[Supplied records]
+--

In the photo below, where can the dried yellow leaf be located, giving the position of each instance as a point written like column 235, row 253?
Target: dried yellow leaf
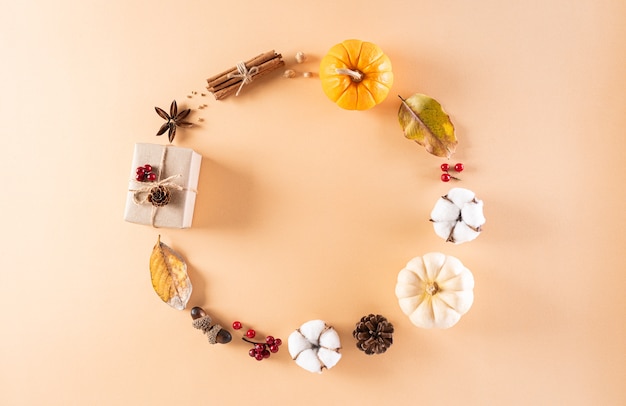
column 169, row 276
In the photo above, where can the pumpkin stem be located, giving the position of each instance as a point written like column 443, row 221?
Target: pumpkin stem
column 355, row 75
column 432, row 288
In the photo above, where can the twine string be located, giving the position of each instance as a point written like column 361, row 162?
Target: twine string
column 140, row 196
column 245, row 74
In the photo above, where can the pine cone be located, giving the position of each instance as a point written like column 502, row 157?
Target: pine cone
column 374, row 334
column 159, row 196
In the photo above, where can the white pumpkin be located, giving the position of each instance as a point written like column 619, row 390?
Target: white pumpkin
column 315, row 346
column 435, row 290
column 458, row 216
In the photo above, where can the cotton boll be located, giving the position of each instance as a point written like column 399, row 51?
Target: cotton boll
column 458, row 216
column 315, row 346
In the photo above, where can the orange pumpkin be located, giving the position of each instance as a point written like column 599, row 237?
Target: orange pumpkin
column 356, row 75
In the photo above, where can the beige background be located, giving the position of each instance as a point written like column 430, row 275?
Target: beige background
column 309, row 211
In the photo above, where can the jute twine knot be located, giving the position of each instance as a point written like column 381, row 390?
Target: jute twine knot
column 245, row 74
column 156, row 193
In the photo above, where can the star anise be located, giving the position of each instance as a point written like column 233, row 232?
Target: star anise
column 173, row 120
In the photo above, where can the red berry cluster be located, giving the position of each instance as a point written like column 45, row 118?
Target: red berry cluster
column 445, row 176
column 144, row 173
column 261, row 350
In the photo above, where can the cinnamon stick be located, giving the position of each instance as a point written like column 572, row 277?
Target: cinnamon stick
column 224, row 84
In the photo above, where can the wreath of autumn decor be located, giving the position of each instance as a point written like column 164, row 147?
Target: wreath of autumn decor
column 434, row 290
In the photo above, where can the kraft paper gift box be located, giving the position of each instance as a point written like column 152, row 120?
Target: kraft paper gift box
column 177, row 170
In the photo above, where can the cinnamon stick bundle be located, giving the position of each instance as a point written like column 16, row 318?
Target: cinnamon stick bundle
column 231, row 81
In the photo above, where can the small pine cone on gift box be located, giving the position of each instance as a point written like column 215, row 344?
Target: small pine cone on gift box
column 159, row 196
column 374, row 334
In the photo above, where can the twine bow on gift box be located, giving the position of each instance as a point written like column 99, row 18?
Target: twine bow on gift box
column 157, row 193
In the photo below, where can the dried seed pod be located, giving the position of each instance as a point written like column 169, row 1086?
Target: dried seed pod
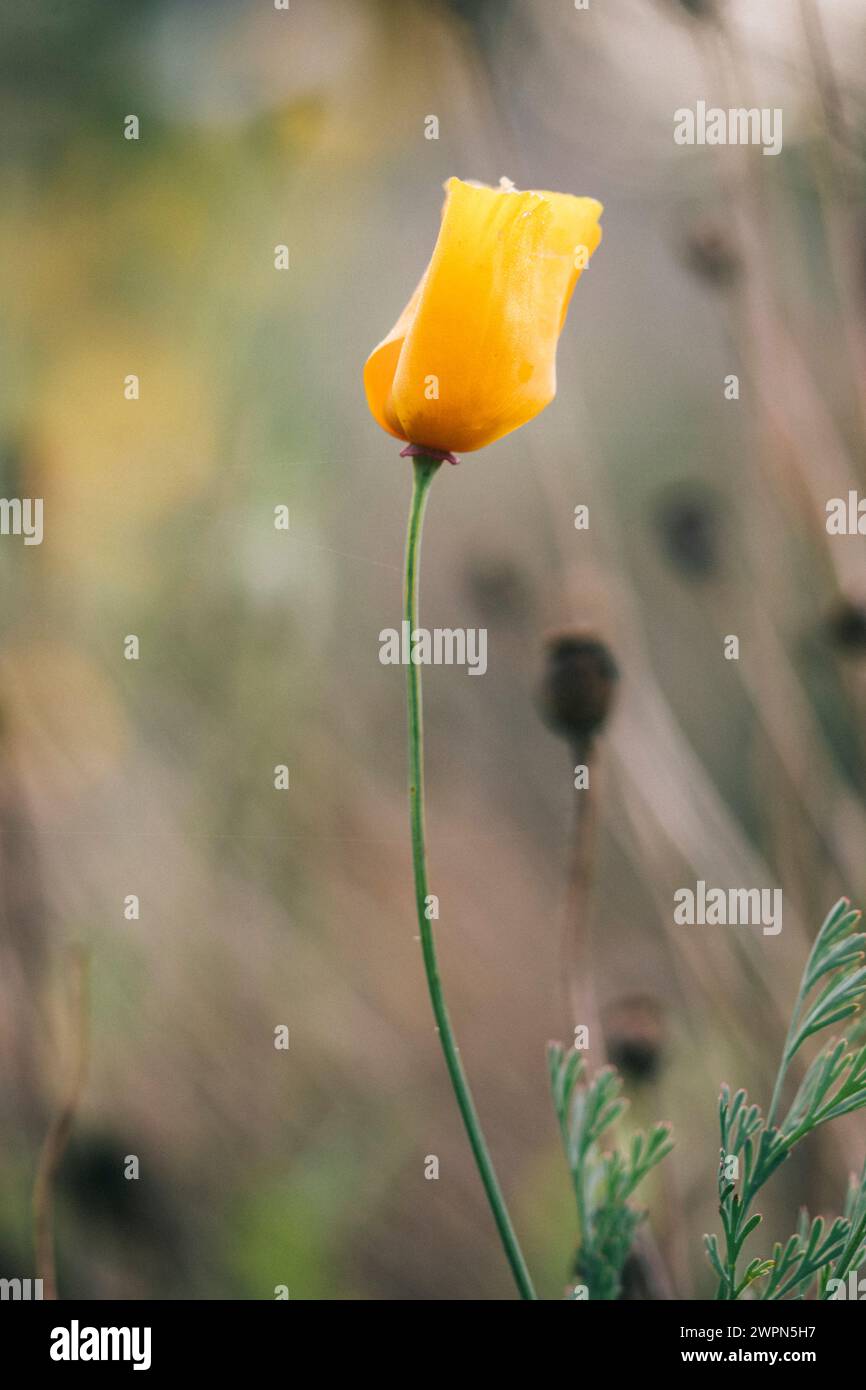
column 578, row 684
column 688, row 524
column 847, row 627
column 634, row 1036
column 711, row 252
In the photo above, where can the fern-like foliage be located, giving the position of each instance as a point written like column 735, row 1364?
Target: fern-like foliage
column 752, row 1146
column 603, row 1179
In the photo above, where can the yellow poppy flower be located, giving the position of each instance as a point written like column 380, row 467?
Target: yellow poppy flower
column 473, row 355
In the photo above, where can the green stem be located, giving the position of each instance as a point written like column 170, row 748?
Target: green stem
column 424, row 470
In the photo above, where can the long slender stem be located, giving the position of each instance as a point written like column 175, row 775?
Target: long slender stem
column 424, row 470
column 59, row 1133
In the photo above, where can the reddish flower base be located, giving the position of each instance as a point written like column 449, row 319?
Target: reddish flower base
column 412, row 449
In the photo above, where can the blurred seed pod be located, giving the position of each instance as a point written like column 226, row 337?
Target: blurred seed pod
column 578, row 684
column 688, row 519
column 845, row 626
column 698, row 9
column 711, row 252
column 634, row 1037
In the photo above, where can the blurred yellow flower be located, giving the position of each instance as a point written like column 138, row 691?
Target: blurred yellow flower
column 473, row 355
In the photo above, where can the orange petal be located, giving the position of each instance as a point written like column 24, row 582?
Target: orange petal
column 473, row 356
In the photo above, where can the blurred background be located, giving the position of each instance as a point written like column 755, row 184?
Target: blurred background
column 260, row 648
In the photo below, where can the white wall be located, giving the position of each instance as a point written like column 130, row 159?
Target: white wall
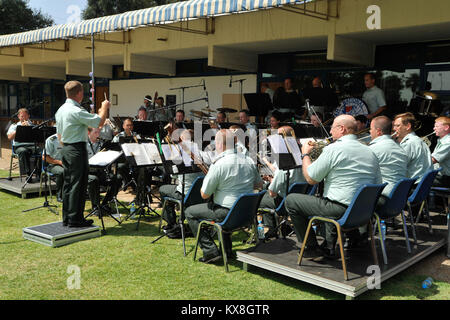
column 131, row 93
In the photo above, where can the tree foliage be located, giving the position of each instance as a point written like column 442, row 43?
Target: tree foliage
column 101, row 8
column 16, row 16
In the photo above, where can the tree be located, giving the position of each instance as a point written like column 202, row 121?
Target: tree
column 16, row 16
column 101, row 8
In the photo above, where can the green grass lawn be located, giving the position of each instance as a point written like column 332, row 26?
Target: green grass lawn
column 123, row 264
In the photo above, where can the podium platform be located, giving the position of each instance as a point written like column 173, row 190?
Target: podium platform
column 56, row 235
column 281, row 255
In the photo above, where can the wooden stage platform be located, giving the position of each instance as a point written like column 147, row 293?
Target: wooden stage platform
column 16, row 186
column 281, row 255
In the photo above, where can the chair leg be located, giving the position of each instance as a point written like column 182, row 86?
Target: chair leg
column 405, row 230
column 196, row 239
column 372, row 244
column 427, row 212
column 160, row 218
column 222, row 245
column 413, row 227
column 382, row 243
column 304, row 242
column 341, row 249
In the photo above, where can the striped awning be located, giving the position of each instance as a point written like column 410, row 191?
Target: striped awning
column 170, row 13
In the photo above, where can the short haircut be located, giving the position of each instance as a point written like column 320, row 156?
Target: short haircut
column 23, row 110
column 246, row 112
column 361, row 118
column 383, row 123
column 72, row 88
column 406, row 118
column 445, row 120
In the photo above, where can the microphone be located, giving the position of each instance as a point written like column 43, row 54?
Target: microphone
column 207, row 100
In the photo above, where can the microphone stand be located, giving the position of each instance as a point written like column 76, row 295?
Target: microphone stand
column 312, row 111
column 240, row 91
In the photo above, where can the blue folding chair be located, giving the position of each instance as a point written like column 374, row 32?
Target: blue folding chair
column 280, row 211
column 394, row 205
column 44, row 166
column 192, row 197
column 241, row 215
column 14, row 155
column 419, row 197
column 359, row 213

+--

[What the task requires] Look above for the line with "Target: striped awning" and the line with "In the photo above, where can the blue"; transcribe both and all lines in between, exactly, and nothing else.

[Reply to the task]
Target: striped awning
column 170, row 13
In the photo above, where can the short haircut be located, giving the position of each instance as a point written like column 320, row 156?
Target: short haircut
column 23, row 110
column 246, row 112
column 361, row 118
column 383, row 123
column 72, row 88
column 406, row 118
column 445, row 120
In the photo above, where can the microphone be located, giving the position of each instance as a point written like column 43, row 54?
Target: microphone
column 207, row 100
In the photo above, where can the microphone stand be located, giving the position of each instance as a point written like column 76, row 295?
Target: microphone stand
column 312, row 111
column 240, row 91
In the photo above, where can the blue folding chair be located, giving the position of each instance as a point written like column 374, row 32?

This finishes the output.